THE REQUEST:
Please write out the lines below as a JSON list of strings, one string per line, with blank lines skipped and the pictures left out.

INPUT FOR THIS TASK:
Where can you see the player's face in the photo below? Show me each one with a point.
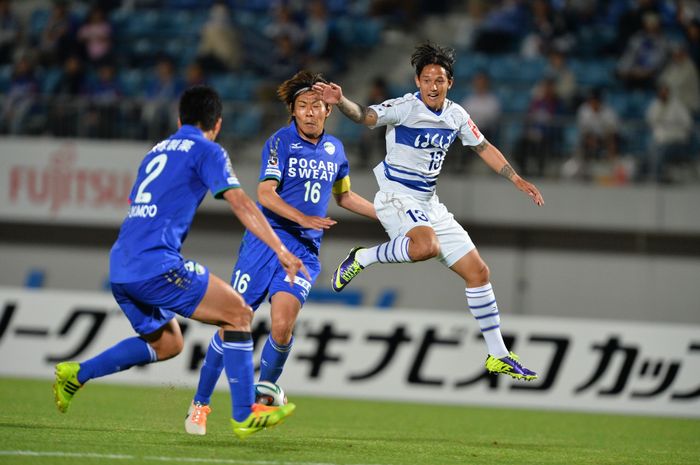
(310, 113)
(433, 84)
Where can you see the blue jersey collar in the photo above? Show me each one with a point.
(437, 112)
(188, 129)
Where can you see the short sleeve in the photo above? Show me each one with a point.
(274, 159)
(390, 112)
(469, 133)
(342, 181)
(217, 172)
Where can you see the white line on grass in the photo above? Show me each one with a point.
(89, 455)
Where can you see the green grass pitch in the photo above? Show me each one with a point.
(111, 424)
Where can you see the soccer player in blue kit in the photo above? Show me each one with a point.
(420, 127)
(302, 167)
(152, 282)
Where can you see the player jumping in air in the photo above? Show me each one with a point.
(420, 127)
(302, 167)
(152, 282)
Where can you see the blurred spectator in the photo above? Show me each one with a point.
(65, 107)
(194, 75)
(284, 25)
(503, 26)
(671, 127)
(692, 33)
(219, 46)
(373, 142)
(95, 36)
(541, 138)
(548, 31)
(20, 100)
(645, 55)
(564, 79)
(10, 32)
(681, 77)
(631, 22)
(57, 40)
(162, 93)
(468, 24)
(104, 116)
(284, 60)
(322, 44)
(598, 127)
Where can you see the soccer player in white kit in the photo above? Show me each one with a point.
(419, 129)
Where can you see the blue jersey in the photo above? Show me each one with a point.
(172, 181)
(307, 174)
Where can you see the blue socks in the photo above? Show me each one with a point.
(273, 358)
(211, 370)
(238, 361)
(124, 355)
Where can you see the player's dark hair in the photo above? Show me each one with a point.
(301, 82)
(200, 106)
(429, 53)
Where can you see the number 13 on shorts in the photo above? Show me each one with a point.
(417, 216)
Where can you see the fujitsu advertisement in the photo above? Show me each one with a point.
(65, 181)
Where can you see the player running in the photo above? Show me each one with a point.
(420, 127)
(152, 282)
(302, 166)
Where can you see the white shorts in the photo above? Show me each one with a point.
(399, 213)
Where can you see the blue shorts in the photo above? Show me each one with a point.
(151, 303)
(258, 273)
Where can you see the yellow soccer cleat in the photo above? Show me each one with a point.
(260, 418)
(66, 384)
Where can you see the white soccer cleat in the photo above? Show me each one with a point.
(196, 419)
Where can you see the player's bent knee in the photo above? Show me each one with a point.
(424, 251)
(237, 317)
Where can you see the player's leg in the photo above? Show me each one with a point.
(412, 238)
(226, 308)
(286, 302)
(482, 304)
(160, 338)
(250, 277)
(283, 313)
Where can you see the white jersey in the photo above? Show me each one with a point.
(417, 140)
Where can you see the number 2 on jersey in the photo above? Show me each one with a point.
(153, 169)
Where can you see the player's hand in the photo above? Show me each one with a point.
(330, 93)
(317, 222)
(291, 264)
(530, 190)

COMPLETED TASK:
[
  "Where can you see the player's face in the photo below? Show me each one with a point.",
  "(310, 113)",
  "(433, 84)",
  "Where can you see the blue jersey collar in the photo above? Show me each one with a point.",
  "(437, 112)",
  "(188, 129)",
  "Where can you see the short sleeve in the photo above? Show me each one with a point.",
  "(274, 159)",
  "(390, 112)",
  "(469, 133)",
  "(342, 181)",
  "(217, 172)",
  "Where can you see the white line on grass in the photo above? Show me each one with a point.",
  "(89, 455)",
  "Where can you see the green grass pitch in the photo above? Show me each one with a point.",
  "(111, 424)",
  "Where can you see the soccer player in blue kit in the photo above? Show me each one with a point.",
  "(420, 127)",
  "(302, 167)",
  "(152, 282)",
  "Where can you see the player jumping in air in the photo above? Show me each one with a point.",
  "(420, 127)",
  "(302, 167)",
  "(152, 282)",
  "Where can you see the blurred spectator in the photo above? Show me each one with a point.",
  "(65, 107)",
  "(194, 75)",
  "(284, 25)",
  "(503, 26)",
  "(671, 127)",
  "(692, 33)",
  "(219, 46)",
  "(373, 142)",
  "(95, 36)",
  "(541, 138)",
  "(548, 31)",
  "(20, 100)",
  "(645, 55)",
  "(564, 79)",
  "(10, 32)",
  "(681, 77)",
  "(631, 22)",
  "(57, 40)",
  "(162, 93)",
  "(468, 24)",
  "(104, 116)",
  "(284, 60)",
  "(322, 44)",
  "(598, 127)",
  "Where can you see the soccer player in white kit in the photo above? Show me each one with a point.",
  "(419, 129)",
  "Where can you see the blue jersey in the photo above? Show me each one with a point.",
  "(172, 181)",
  "(307, 174)",
  "Where can you see the blue socks in the photo above? Show me each one with a point.",
  "(273, 358)",
  "(211, 370)",
  "(238, 361)",
  "(124, 355)",
  "Where can you see the player's dark hair in the photo above? Show me each one with a point.",
  "(301, 82)",
  "(200, 106)",
  "(429, 53)",
  "Where can you see the number 13 on shorts in the photo above? Show me each one with a point.",
  "(417, 216)",
  "Where can you see the fujitsu advertisement in the photo above? Show me each one with a point.",
  "(65, 181)",
  "Where can you see the player running in the photo above? Show me each one with a point.",
  "(420, 127)",
  "(152, 282)",
  "(302, 166)",
  "Where can you see the white shorts in the photo above? Show me each one with a point.",
  "(399, 213)",
  "Where can you see the blue shorts in the photo above? Show me each one with a point.",
  "(151, 303)",
  "(258, 273)",
  "Where can you see the yellow soccer cleat in the photo above? Show me each one with a point.",
  "(260, 418)",
  "(66, 384)",
  "Where can you see the white soccer cleat in the photo above? Show me each one with a point.",
  "(196, 419)",
  "Where can you see the player's bent knee in the photo above? Show me each one with a point.",
  "(424, 251)",
  "(237, 317)",
  "Where can you see the player's leg in the photo above? Show me each one with a point.",
  "(412, 238)",
  "(226, 308)",
  "(286, 302)",
  "(482, 304)",
  "(160, 338)",
  "(250, 277)",
  "(283, 313)",
  "Where can you see the white jersey in the photo above? Show me each one with a point.",
  "(417, 140)",
  "Where can you see the number 2 on jersey in the photo above? Show me each one with a point.",
  "(153, 169)",
  "Where can you see the player's hand in the photo above? Show me each one with a point.",
  "(330, 93)",
  "(317, 222)",
  "(291, 264)",
  "(530, 190)"
]